*** Provided text Section Begins ***

The lyrics themselves are simplistic, following a repetitive verse-chorus-verse-chorus structure with four to five lines per stanza, which is reminiscent of their earlier music in 1963 albums “Please Please Me” and “With the Beatles.” Some critics have questioned McCartney’s omission of the demo’s original pre-choruses, where Lennon sings of a lost lover —“I don’t wanna lose you (oh no) / Abuse you or confuse you (oh no)” — before devolving into placeholder scatting.
Photo from Jeff Lynne / Song Database
However, McCartney’s changing of the song into a more bittersweet tale of friendship is arguably more authentic to the iconic Lennon-McCartney songwriting methods of the 1960s. McCartney has even confessed to changing lyrics he thinks Lennon would find “too soppy.” In other words, like the lyrics in his song “Hey Jude,” McCartney will “Take a sad song / And make it better.”
The titular lyric “now and then” is especially emotionally resonant to McCartney. As Carl Perkins, rockabilly guitarist and massive musical influence for The Beatles, reported to the New York Times, “[T]he last words that John Lennon said to Paul [were] … ‘Think about me every now and then, old friend.’”
After holding onto this demo for nearly 30 years, some might question why McCartney was so determined to complete the track. Giles Martin, the producer for “Now and Then” and son of The Beatles’ original producer George Martin, explained to GQ Magazine, “I do feel as though ‘Now and Then’ is a love letter to Paul written by John. And I get the feeling that’s why Paul was so determined to finish it.”

*** Provided text Section Ends ***
*** Records shown Section Begins ***

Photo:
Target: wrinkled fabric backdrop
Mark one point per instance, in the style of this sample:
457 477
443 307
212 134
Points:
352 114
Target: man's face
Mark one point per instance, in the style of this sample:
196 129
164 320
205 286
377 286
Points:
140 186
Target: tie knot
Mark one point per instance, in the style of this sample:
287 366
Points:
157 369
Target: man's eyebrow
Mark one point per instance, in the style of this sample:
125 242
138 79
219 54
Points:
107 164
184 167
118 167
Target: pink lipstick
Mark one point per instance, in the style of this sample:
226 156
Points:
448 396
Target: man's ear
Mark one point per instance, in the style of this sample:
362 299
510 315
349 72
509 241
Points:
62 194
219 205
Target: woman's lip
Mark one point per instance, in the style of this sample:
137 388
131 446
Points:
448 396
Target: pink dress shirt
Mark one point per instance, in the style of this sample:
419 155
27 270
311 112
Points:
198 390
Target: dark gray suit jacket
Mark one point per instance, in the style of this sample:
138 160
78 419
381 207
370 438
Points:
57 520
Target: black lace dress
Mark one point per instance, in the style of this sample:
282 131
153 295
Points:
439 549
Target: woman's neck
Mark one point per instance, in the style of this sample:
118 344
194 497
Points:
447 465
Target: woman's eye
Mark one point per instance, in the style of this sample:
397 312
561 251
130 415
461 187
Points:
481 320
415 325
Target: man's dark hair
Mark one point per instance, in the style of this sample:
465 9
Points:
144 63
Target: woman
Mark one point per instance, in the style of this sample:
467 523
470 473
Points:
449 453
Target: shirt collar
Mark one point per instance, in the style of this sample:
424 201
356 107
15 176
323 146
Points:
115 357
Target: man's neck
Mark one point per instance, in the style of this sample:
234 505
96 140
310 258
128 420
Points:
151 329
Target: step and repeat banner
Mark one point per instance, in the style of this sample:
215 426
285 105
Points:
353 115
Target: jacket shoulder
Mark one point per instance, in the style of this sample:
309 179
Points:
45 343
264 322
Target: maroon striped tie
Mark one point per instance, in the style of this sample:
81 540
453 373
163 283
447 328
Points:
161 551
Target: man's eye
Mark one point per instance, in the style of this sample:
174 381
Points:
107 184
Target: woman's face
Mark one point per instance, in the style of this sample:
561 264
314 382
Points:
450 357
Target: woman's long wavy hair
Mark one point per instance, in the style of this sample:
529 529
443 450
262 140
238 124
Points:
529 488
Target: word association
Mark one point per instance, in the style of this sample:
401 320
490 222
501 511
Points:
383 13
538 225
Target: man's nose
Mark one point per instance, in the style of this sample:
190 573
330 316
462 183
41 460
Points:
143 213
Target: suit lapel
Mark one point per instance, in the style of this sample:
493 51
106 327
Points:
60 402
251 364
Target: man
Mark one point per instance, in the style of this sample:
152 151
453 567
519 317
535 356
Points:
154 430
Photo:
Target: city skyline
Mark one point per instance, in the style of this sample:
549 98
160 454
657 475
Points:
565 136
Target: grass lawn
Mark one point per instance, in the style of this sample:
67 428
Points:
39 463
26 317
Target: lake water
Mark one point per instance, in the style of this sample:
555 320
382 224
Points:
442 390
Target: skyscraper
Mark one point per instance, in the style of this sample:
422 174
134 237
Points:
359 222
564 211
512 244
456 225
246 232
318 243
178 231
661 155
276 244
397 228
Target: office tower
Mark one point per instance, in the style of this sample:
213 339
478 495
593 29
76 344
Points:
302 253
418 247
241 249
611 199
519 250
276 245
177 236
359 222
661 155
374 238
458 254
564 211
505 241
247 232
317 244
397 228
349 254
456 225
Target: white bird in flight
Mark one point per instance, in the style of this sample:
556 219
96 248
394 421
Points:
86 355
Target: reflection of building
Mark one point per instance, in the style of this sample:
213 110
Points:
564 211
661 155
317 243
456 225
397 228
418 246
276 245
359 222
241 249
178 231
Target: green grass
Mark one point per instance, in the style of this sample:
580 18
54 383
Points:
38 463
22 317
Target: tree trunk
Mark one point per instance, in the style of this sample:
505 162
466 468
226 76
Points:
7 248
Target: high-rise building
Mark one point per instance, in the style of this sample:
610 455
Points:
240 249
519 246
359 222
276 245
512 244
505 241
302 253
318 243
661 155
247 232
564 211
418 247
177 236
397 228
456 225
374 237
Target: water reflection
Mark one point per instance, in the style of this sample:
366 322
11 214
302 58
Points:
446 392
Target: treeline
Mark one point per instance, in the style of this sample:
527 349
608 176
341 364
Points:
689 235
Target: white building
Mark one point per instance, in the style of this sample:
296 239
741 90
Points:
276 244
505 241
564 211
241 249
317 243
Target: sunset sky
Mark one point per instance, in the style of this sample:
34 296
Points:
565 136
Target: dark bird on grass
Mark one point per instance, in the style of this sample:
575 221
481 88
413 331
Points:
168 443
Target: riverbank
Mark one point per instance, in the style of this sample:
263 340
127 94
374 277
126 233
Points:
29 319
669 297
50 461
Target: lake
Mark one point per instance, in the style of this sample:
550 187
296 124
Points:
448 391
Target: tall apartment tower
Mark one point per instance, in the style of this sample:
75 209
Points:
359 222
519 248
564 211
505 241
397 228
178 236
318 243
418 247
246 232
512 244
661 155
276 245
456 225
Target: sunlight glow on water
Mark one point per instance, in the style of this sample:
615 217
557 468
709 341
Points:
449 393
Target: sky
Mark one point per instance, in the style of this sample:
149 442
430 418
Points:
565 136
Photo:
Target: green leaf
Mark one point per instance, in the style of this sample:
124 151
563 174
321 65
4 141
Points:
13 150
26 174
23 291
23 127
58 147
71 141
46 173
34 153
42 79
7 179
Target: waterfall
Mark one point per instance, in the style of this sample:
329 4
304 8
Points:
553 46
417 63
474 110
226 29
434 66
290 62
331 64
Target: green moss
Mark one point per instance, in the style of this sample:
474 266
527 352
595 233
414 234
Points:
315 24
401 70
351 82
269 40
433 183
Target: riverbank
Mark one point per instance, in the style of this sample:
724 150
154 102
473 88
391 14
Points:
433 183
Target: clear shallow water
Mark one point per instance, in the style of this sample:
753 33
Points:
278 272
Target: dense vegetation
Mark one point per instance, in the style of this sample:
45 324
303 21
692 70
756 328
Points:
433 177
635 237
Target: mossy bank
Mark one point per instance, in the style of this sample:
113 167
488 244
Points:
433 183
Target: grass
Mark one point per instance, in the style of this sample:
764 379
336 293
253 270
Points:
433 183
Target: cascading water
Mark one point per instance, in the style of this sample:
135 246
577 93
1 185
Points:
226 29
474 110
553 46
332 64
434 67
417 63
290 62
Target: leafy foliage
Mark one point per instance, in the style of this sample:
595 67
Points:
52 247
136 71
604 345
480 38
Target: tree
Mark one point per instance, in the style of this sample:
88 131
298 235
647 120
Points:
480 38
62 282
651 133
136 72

*** Records shown Section Ends ***

§ Problem statement:
Pick up the piece on the Beatles song "Now and Then" after its final sentence and write the next part.

§ Response for this exercise:
In an interview with the New University, David Brodbeck, a music professor and current instructor of UCI’s “Beatles and the Sixties” course, explained his thoughts on the new song.
“I wouldn’t say that ‘Now and Then’ stands above much of the band’s original work,” Brodbeck said, “but that original work is a hard act to follow. But, as someone who loves the ‘grain’ of John Lennon’s voice, I have to say it was quite moving to hear the first strain of the tune, and the tune of the verse itself has really stuck with me. It’s also hard not to be moved by the track knowing how much it meant to Paul McCartney to ‘reconnect’ with his mate John after so many years.”
Brodbeck has been a fan of The Beatles since first seeing them perform on the Ed Sullivan Show in February 1964 — commonly known as the day Beatlemania came to America.
“I would never have guessed that sixty years later I or anyone else would have much cared about the band,” Brodbeck added, “much less that I would be teaching university courses devoted to the music and its impact!”
Getting a perspective on what the younger generation of Beatles fans thought of the track, the New University also interviewed Abby Whittington, a third-year aerospace engineering student and member of Brodbeck’s Beatles class.
“I definitely think it feels very weird. It feels surreal,” Whittington said when asked how she felt hearing that a Beatles song was coming out in 2023. “Two of the members are dead — they’ve been dead for almost 20-plus years now — but it’s really cool that they were able to use AI to separate Lennon’s voice from the piano.”
“Now and Then” was released as a double A-side single alongside “Love Me Do” — the official debut song of The Beatles from 1962. Putting together The Beatles’ inaugural song and concluding collaboration reinforces the full-circle moment “Now and Then” provides to the band, and brings a sense of closure to one of the most legendary bands in history.